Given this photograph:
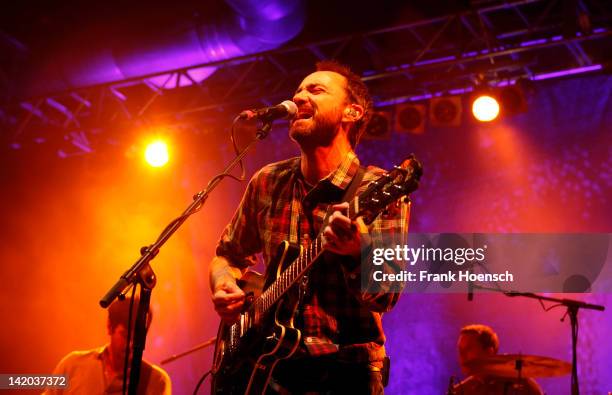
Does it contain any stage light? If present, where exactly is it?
[472,95,499,122]
[363,111,391,140]
[395,104,427,134]
[145,140,169,167]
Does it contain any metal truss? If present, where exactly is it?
[0,0,612,153]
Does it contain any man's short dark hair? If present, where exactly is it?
[317,60,373,148]
[461,324,499,354]
[108,296,153,332]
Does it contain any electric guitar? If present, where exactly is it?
[212,155,423,395]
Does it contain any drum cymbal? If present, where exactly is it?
[466,354,572,377]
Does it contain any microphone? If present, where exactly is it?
[238,100,297,122]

---------------

__PROBLEM TO SOLVE__: Print the entire listing above verbatim, leaving out the pictures.

__EXERCISE ANSWER__:
Given this photograph:
Does it contain any stage light? If present, where exactly is it?
[472,95,499,122]
[363,111,391,140]
[395,104,427,134]
[145,140,169,167]
Does it contain any metal truss? If present, where exactly is it?
[0,0,612,153]
Does it contain any man's short dark hair? If present, where exactly is it?
[317,60,373,148]
[461,324,499,354]
[108,296,153,332]
Does it contain any electric guitar? If present, where exactly is it?
[212,155,423,395]
Does it contain any drum cymbal? If present, where exactly is it?
[466,354,572,377]
Does it contain any microphone? If present, where exactly is it?
[238,100,297,122]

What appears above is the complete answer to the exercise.